• **The exercise**
Extract every line in the records below that contains the string "knob", and copy each such line in full.

>> BEGIN Input records

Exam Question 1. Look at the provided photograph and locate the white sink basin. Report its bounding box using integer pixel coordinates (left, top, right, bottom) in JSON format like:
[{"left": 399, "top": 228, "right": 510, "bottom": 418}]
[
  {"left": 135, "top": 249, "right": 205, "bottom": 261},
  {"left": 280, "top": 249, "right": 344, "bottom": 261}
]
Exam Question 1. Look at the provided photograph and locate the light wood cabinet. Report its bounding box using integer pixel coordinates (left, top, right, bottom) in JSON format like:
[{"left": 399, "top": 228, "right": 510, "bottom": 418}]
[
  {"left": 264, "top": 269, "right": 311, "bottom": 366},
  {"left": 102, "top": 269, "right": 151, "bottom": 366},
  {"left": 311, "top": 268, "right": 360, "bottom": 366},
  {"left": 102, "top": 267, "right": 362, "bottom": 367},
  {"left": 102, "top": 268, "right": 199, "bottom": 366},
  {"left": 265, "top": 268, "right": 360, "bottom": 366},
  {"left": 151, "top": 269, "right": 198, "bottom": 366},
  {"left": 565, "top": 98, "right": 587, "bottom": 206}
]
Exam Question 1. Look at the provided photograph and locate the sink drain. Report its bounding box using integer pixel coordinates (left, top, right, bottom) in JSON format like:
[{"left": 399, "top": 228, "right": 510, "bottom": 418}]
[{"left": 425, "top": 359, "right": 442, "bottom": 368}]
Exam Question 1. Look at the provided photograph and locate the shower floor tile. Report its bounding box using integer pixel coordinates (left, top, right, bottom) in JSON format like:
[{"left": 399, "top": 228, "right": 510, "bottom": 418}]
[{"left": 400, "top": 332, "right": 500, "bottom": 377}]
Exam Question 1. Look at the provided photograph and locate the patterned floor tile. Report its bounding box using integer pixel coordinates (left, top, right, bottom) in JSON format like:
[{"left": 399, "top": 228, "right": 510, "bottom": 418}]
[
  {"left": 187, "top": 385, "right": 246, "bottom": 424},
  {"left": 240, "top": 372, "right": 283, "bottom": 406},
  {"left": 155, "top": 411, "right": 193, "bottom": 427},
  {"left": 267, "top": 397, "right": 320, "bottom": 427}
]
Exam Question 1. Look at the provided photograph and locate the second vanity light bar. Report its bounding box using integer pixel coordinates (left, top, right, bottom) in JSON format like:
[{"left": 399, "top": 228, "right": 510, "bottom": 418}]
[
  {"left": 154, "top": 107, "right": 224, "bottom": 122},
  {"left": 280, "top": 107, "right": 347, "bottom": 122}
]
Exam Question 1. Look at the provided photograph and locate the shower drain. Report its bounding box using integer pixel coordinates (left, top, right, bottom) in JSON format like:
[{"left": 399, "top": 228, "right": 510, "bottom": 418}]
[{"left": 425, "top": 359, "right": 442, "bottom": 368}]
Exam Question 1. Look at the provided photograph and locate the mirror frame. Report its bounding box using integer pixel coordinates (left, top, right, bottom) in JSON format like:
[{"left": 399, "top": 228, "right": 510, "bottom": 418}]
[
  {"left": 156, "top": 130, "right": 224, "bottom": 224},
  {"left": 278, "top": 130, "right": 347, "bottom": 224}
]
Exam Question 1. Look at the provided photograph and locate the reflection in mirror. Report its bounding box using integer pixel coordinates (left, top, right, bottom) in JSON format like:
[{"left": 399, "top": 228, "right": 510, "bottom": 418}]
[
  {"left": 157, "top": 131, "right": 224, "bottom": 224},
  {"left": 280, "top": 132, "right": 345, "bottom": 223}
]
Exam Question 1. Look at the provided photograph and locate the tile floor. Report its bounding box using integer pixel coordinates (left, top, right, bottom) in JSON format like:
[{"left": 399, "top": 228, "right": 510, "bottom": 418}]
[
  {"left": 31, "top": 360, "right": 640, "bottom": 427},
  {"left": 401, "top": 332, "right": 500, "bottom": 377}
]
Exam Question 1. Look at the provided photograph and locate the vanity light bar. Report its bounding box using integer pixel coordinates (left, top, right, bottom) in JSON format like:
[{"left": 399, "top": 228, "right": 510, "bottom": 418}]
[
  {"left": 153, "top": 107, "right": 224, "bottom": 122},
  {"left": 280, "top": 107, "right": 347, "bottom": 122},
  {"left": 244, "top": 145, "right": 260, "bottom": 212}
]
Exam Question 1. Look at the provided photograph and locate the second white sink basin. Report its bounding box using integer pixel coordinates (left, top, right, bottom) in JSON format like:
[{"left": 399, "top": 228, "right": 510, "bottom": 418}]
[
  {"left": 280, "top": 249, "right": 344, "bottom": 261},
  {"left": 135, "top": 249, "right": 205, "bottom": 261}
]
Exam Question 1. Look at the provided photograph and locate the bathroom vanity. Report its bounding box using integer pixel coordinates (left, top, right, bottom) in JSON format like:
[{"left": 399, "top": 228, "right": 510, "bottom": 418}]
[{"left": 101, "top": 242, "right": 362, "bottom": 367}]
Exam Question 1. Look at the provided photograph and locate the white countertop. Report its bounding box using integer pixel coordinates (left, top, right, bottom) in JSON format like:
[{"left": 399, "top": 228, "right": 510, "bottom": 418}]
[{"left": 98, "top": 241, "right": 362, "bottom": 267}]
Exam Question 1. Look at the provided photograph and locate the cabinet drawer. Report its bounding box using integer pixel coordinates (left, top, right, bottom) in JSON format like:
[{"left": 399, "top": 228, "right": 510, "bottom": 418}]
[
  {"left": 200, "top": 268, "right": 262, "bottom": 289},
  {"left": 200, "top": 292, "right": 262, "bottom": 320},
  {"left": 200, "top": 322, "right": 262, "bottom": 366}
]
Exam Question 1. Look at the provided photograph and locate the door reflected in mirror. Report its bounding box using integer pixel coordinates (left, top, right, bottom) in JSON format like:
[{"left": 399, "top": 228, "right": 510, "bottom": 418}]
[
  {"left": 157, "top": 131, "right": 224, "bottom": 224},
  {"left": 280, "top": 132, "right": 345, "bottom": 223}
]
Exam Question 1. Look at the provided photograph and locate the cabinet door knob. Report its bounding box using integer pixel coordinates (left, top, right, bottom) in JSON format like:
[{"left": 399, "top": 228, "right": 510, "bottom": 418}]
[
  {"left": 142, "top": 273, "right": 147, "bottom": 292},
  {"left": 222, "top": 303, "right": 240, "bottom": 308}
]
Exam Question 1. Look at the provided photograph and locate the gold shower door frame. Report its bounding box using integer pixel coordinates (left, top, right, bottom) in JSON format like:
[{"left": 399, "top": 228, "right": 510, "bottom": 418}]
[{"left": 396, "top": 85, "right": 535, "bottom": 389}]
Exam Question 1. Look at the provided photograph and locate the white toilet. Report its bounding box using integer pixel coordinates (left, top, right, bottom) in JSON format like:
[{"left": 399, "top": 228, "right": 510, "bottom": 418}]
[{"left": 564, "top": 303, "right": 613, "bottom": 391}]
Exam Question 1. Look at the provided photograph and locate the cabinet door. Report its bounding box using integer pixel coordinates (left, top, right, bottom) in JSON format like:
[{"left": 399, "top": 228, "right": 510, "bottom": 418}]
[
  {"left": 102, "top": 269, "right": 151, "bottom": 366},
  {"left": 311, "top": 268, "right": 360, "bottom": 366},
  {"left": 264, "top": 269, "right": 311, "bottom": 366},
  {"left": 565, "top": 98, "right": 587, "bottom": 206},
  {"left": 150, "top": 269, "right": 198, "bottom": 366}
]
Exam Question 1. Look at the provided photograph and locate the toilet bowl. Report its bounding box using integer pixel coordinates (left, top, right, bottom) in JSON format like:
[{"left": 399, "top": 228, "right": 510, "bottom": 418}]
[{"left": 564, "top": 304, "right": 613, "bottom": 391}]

>> END Input records

• **Completed task**
Exam Question 1. Look at the provided photograph and locate the cabinet door knob. Report its bounding box using integer pixel coordinates (left, top, right, bottom) in JSON format like:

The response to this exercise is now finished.